» ASSIGNED TASK
I'd ask you to write out the lines below exactly, with no images.

» Natural-language object grounding data
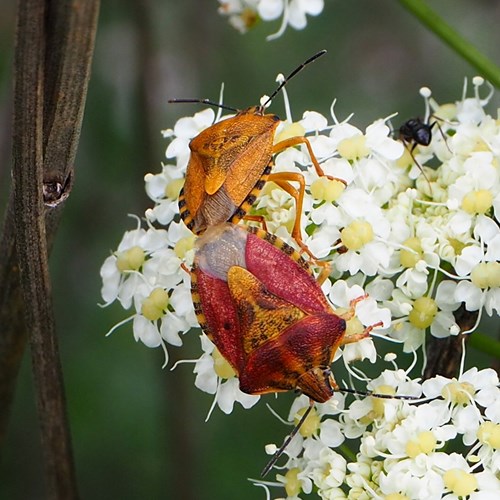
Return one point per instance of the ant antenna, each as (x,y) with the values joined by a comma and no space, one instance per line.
(290,436)
(292,74)
(205,101)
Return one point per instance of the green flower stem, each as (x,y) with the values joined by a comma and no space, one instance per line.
(432,21)
(485,344)
(348,453)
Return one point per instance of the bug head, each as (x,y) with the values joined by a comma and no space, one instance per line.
(318,384)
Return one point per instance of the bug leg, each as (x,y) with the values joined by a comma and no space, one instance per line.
(358,333)
(295,141)
(257,218)
(286,442)
(283,179)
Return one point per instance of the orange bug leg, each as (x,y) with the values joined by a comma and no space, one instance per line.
(300,139)
(283,179)
(257,218)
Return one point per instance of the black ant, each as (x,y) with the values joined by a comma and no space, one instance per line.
(416,132)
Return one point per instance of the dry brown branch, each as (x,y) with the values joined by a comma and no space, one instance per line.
(54,46)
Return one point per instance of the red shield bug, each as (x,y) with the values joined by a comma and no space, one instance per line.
(259,303)
(257,300)
(231,161)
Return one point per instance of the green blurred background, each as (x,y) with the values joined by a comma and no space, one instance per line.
(139,431)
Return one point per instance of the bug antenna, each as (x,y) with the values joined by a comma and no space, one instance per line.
(292,74)
(286,442)
(205,101)
(375,394)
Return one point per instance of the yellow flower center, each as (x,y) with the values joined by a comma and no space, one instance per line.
(378,403)
(155,305)
(458,392)
(423,313)
(409,257)
(292,130)
(486,275)
(459,482)
(477,202)
(292,483)
(327,189)
(353,147)
(425,442)
(311,423)
(130,260)
(405,160)
(357,234)
(489,433)
(221,367)
(173,188)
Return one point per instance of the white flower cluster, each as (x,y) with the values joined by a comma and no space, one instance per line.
(420,240)
(243,14)
(404,451)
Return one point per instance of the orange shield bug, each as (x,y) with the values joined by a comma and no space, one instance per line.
(231,161)
(259,303)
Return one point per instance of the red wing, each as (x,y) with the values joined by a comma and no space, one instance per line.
(219,318)
(283,276)
(279,364)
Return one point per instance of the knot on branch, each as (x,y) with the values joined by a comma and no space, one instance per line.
(56,190)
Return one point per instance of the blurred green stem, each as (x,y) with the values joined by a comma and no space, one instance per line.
(438,26)
(485,344)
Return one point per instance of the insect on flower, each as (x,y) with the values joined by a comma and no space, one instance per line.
(257,300)
(415,132)
(231,161)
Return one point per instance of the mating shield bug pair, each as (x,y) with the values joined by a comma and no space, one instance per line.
(259,303)
(231,161)
(256,298)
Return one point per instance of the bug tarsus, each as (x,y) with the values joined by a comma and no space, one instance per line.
(287,441)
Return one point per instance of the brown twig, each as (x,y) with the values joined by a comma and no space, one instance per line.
(55,40)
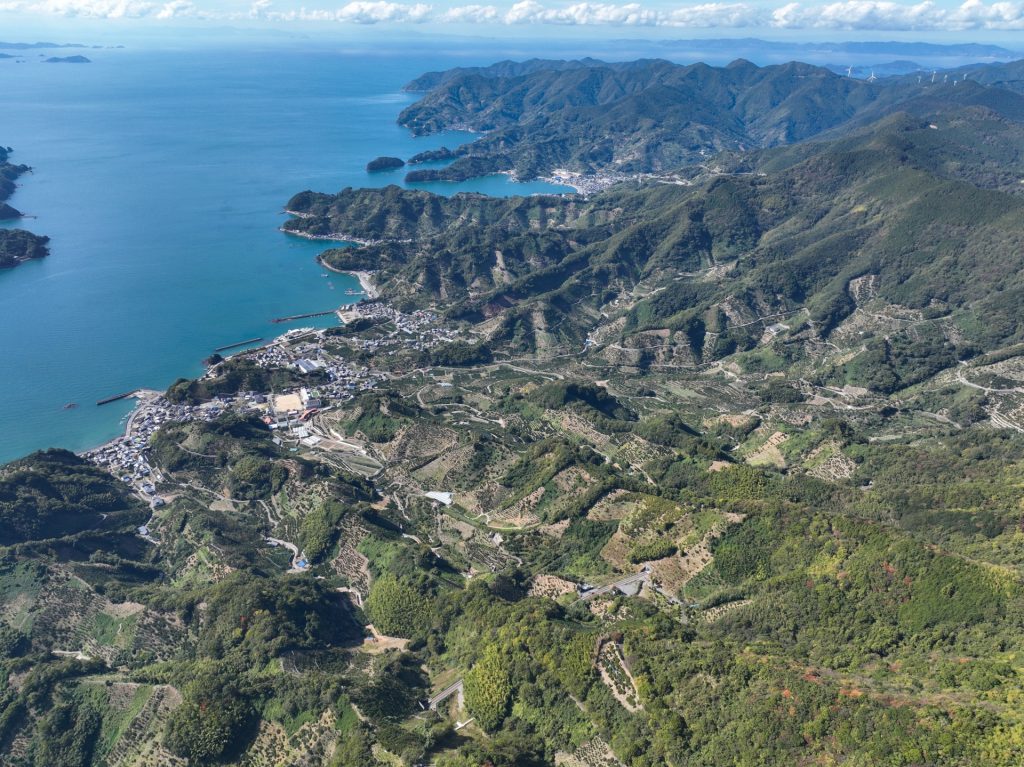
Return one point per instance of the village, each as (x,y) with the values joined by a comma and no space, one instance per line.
(287,413)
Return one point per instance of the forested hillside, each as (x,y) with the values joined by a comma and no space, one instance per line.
(655,116)
(717,466)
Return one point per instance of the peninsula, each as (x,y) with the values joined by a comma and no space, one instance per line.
(16,246)
(717,464)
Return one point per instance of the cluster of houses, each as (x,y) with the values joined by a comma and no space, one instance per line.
(418,330)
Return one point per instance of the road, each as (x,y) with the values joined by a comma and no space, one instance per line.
(452,689)
(636,578)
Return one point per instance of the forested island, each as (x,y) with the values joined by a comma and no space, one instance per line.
(16,246)
(718,465)
(384,163)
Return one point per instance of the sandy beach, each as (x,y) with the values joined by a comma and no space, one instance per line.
(364,277)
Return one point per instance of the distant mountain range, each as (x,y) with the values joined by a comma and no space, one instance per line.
(652,115)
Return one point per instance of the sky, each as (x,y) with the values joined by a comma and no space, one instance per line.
(939,20)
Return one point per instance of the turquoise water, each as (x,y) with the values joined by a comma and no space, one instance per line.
(160,178)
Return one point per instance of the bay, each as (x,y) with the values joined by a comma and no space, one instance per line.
(161,178)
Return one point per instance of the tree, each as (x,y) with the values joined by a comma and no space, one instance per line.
(488,690)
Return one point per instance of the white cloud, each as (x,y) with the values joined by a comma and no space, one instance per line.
(470,14)
(888,15)
(924,15)
(634,14)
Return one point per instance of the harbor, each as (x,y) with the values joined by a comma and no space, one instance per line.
(237,345)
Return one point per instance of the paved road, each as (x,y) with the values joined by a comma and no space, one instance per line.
(641,577)
(452,689)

» ANSWER BOX
Return one point per instance of the ant antenna, each as (x,y) with the values joined by a comma and no space, one instance per line.
(290,436)
(292,74)
(205,101)
Return one point per instance of the green flower stem, each as (x,y) with the values joined by a comma and no space, one instance per line.
(432,21)
(485,344)
(348,453)
Return one point per instance of the bug head, each as (x,y) with the values joined by a comma and no space, one instance per line.
(318,384)
Return one point per instance of the bug leg, each as (x,y) with the values joined by a comma and no space, one instance per line.
(358,333)
(295,141)
(257,218)
(286,442)
(283,179)
Return one point per instance of the orange bug leg, each as (x,y) with the values joined by a comma and no space, one instance per line.
(300,139)
(283,179)
(257,218)
Return one point per instance of the black ant, each as (x,y) with the values joined by a comma and no space, one instance per line.
(416,132)
Return one point per instance of the dry brown branch, each as (x,y) with the values joined by a comma and no space, one instance per line.
(54,46)
Return one point per instance of the red shield bug, each as (x,y) with the values joined by a comma and no space, one instance per line.
(259,303)
(257,300)
(231,161)
Return one point per instance of the green blurred background, each as (x,y) with the values joined by a comma and no space, one instance per line.
(139,431)
Return one point per instance of the bug antenna, each as (x,y) with the values joined by a comma and no space, one instance per line.
(292,74)
(286,442)
(205,101)
(375,394)
Return one point per instance of the yellow flower center, each as (x,y) with the values joined by a comma and no space, one instance per line.
(378,403)
(155,305)
(458,392)
(423,313)
(409,257)
(292,130)
(486,275)
(459,482)
(477,202)
(292,483)
(327,189)
(353,147)
(425,442)
(311,423)
(130,260)
(405,160)
(357,234)
(489,433)
(221,367)
(173,188)
Return one point per instance of the white flower cluster, each as (x,y) with the values joined by a comma and no space, one instance per line.
(420,240)
(243,14)
(404,451)
Return one point per instance of the orange shield bug, each as (x,y) with the values joined by a comma and no space, one instance per line.
(231,161)
(259,303)
Return one point per instance of the red wing, each as (x,y) with the values joined by a comma and no space, one instance per line.
(219,318)
(283,276)
(279,364)
Return one point per instance of the knot on branch, each as (x,y) with the values joined by a comma and no space, one instance per line.
(56,190)
Return one point per instance of the blurred green stem, each as (x,y) with the values joined by a comma and no space, one instance per line.
(438,26)
(485,344)
Return one point per instance of the insect on flower, each as (x,y) with the values joined by a comma and no space, one instance per line.
(257,300)
(415,132)
(231,161)
Return one point per instance of the mating shield bug pair, each as (x,y) with the values joined by a comma and no space, one instance per line.
(259,303)
(231,161)
(256,298)
Return one point per instance of the bug tarsus, each as (x,y) with the values joined by a comma and no space, one instance per line.
(287,441)
Return one point per instance of the brown twig, each as (x,y) with the values joined by a comma and no space, one instance per line.
(55,40)
Return one point per instance of the village, each as (x,y) with the values joined by a comma and no space, one instance per line.
(287,413)
Return one point per instance of the forested hillside, each as (x,y) with the values joined by a comma and no space, one instance per line.
(655,116)
(717,466)
Return one point per instance of the peninsula, each as (x,y) with the values joined by a comma and no space, one instance per line.
(16,246)
(717,464)
Return one point per instance of the cluster of houses, each as (x,y) with the values joined by a comma and no space, one instance per line.
(418,330)
Return one point per instance of the road, each as (x,y) with the values joined by a comma and no space, one instance per line.
(452,689)
(636,578)
Return one point per instance of the forested island, each as (x,y) with the values joined by a comma and no space, one instance per line.
(16,246)
(718,465)
(384,163)
Return one point per instance of the sandy beach, each as (x,y) with the values joined by a comma and no space, one instance per line.
(364,277)
Return one point per instance of the distant mountain range, each as (x,y) with the values joined by a comma and no space, one instance per line.
(652,115)
Return one point per instance of the sky, each as (x,y) with the values joined by a comma and no space, one instance per line.
(939,20)
Return one point per instance of the turquoise water, each as (x,y) with the values joined by a comma and no space, one instance per line.
(160,178)
Return one point per instance of the bay, each as (x,y) with the values joined by a comma and no space, one instance per line.
(161,178)
Return one point per instance of the tree, each as (x,y) with the values joined by a comma and no space, one instance per line.
(488,690)
Return one point per instance of the white cloud, each as (x,y) with the values joined by a comma and no space, one instance per line.
(470,14)
(888,15)
(924,15)
(634,14)
Return one point per instance of the harbor, each as (x,y) with the values joined by a comma and no space, one instance per line.
(237,345)
Return one point per instance of the paved road, each as (x,y) with the values joined by a comma and no space, one instance per line.
(641,577)
(452,689)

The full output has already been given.